» Exercise details: Across the lines of the records below, how many have the string "boat" in them? Answer with the number alone.

[[ Data, beginning ]]

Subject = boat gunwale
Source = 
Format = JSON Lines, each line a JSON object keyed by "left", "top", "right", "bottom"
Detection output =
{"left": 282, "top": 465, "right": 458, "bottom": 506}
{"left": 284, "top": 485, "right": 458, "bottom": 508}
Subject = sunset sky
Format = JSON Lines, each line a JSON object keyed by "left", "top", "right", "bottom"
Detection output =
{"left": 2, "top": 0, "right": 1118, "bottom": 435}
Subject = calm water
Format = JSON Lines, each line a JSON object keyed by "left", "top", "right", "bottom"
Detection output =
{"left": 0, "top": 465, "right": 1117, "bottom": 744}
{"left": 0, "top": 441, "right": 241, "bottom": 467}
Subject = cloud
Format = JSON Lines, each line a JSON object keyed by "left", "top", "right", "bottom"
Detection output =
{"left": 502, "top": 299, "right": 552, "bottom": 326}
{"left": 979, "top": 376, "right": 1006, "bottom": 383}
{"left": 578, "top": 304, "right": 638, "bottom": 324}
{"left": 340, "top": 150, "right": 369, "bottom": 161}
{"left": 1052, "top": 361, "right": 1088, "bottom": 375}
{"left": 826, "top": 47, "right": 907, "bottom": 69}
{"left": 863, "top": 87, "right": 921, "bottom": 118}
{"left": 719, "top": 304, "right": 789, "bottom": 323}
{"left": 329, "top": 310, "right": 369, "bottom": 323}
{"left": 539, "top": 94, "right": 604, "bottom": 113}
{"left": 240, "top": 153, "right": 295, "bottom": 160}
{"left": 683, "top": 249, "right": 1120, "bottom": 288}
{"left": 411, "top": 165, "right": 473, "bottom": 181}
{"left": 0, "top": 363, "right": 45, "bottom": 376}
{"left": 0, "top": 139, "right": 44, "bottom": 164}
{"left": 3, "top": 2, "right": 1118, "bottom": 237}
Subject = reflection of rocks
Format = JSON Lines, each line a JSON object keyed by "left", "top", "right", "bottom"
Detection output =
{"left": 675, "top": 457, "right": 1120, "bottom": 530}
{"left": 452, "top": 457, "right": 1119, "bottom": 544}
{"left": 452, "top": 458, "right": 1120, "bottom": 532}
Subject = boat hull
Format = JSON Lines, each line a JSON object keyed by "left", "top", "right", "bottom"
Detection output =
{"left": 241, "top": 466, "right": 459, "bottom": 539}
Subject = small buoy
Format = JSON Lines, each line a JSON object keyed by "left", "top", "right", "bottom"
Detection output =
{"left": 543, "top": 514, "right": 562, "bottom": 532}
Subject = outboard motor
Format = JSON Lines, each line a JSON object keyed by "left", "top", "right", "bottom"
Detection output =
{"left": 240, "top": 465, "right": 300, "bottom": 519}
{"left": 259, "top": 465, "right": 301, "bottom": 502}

[[ Data, end ]]

» Expected output: 2